» **Exercise task**:
Copy out each of the items below word for word, keeping them in their original order.

» **Data listing**:
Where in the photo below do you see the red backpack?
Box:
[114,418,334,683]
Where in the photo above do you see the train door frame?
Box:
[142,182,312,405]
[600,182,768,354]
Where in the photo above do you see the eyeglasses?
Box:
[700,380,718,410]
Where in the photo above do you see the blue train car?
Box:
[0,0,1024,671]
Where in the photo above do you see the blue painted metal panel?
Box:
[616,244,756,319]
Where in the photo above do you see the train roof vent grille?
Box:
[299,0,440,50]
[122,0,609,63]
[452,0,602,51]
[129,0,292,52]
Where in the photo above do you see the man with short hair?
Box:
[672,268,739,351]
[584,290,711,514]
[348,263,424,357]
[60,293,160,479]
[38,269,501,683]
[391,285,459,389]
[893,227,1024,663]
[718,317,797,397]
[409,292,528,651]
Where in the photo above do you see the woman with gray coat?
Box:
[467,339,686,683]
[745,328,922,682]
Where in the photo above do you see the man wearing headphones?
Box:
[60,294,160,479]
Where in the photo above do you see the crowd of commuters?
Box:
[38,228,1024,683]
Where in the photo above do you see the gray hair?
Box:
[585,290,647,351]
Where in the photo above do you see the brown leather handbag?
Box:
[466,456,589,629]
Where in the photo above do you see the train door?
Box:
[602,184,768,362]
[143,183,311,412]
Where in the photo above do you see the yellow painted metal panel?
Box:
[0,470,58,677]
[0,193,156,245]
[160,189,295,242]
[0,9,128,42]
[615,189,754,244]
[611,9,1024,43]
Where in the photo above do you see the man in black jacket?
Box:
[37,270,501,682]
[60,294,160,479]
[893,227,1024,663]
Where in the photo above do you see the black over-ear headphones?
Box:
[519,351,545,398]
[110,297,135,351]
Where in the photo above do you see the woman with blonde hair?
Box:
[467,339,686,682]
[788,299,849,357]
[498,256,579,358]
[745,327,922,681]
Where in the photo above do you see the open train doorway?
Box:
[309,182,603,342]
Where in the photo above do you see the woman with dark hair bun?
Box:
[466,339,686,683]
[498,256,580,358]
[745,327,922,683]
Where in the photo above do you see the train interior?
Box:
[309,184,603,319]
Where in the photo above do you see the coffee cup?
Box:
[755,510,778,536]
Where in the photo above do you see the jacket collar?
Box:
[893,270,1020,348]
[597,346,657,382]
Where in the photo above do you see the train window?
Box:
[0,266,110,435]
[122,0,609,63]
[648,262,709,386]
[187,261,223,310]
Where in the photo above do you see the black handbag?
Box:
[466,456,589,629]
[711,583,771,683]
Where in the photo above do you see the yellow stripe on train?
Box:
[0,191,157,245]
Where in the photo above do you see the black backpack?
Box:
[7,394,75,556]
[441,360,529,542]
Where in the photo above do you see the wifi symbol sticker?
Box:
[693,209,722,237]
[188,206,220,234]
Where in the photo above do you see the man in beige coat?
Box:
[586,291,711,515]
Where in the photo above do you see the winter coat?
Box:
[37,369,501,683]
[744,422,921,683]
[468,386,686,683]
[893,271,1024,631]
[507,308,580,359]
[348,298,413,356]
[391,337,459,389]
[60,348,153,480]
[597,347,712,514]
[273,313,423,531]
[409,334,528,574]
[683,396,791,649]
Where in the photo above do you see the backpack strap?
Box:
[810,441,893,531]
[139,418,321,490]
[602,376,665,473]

» **Exercise output**:
Where in the photo below do you see the red backpack?
Box:
[114,418,334,683]
Where in the photo above do you see the train door frame?
Box:
[142,182,312,405]
[600,182,768,354]
Where in the photo above do you see the eyeglasses?
Box:
[700,380,718,410]
Where in the photo above do you see the blue train car?
Box:
[0,0,1024,671]
Where in the photo above do you see the blue painted metal panel?
Box:
[616,244,756,319]
Where in the photo above do you see the train roof vent grille?
Box:
[299,0,440,50]
[122,0,609,63]
[452,0,602,51]
[129,0,292,52]
Where in the photo above do you see the man with short hair?
Box:
[672,268,739,351]
[584,290,711,514]
[348,263,424,357]
[60,293,160,479]
[38,269,501,683]
[391,285,459,389]
[893,227,1024,663]
[718,317,797,397]
[409,292,528,651]
Where in the photo above do you see the woman with gray coat?
Box:
[467,339,686,683]
[745,328,922,682]
Where in the photo above do you see the man wearing headphones?
Box:
[60,294,160,479]
Where in the photo above do you see the crowd of commuters?
Box:
[38,228,1024,683]
Where in the photo above do you see the gray hair?
Box:
[585,290,647,351]
Where in the photo above do you see the brown leather handbag?
Box:
[466,456,589,629]
Where in the photo above do you see the train door?
Box:
[602,184,768,362]
[143,183,311,412]
Where in the photo above do you see the yellow painted metal panel?
Box:
[0,470,58,677]
[0,193,156,245]
[160,189,295,242]
[0,9,128,42]
[615,189,754,244]
[611,9,1024,43]
Where in the photo above do you see the man in black jacket?
Box:
[37,270,501,682]
[60,294,160,479]
[893,227,1024,663]
Where in the photo above do you see the black over-ear headphones?
Box:
[519,351,545,398]
[110,297,135,351]
Where in the photo above do you see the woman with blonde hair?
Box:
[467,339,686,682]
[788,299,849,357]
[498,256,579,358]
[745,327,922,681]
Where in the photo above do you see the open train doorway?
Box:
[309,182,603,342]
Where in the photo above do you see the woman with dark hair bun?
Box:
[466,339,686,683]
[498,256,580,358]
[745,327,922,683]
Where in the photo above do you see the train interior?
Box:
[309,184,603,319]
Where in the photo above do you see the coffee cup?
Box:
[755,510,778,536]
Where in the photo above do you see the jacket collar?
Box:
[893,270,1020,348]
[597,346,657,382]
Where in the photo above do you see the train window?
Box:
[0,266,110,435]
[122,0,609,63]
[648,262,709,386]
[187,261,223,310]
Where in the photo above do you see the black handbag?
Box:
[466,456,589,629]
[711,583,771,683]
Where in the photo above do you see the yellow stripe on train?
Box:
[0,191,157,245]
Where in the photo above do you see the black backpack?
Box:
[7,394,75,556]
[441,360,529,542]
Where in the photo above do you see the wifi symbol sticker?
Box:
[693,209,722,237]
[188,206,220,234]
Where in the photo above do you see the man in beige coat?
Box:
[586,291,711,515]
Where in the photo above do you see the winter coat?
Box:
[37,369,501,683]
[744,422,921,683]
[468,386,686,683]
[893,271,1024,631]
[507,308,580,359]
[348,298,413,356]
[391,337,459,389]
[60,348,153,480]
[597,347,712,514]
[273,313,423,531]
[409,334,528,574]
[683,396,791,649]
Where in the photo above do you see the backpack strap?
Box:
[810,441,893,531]
[139,418,321,490]
[602,376,665,473]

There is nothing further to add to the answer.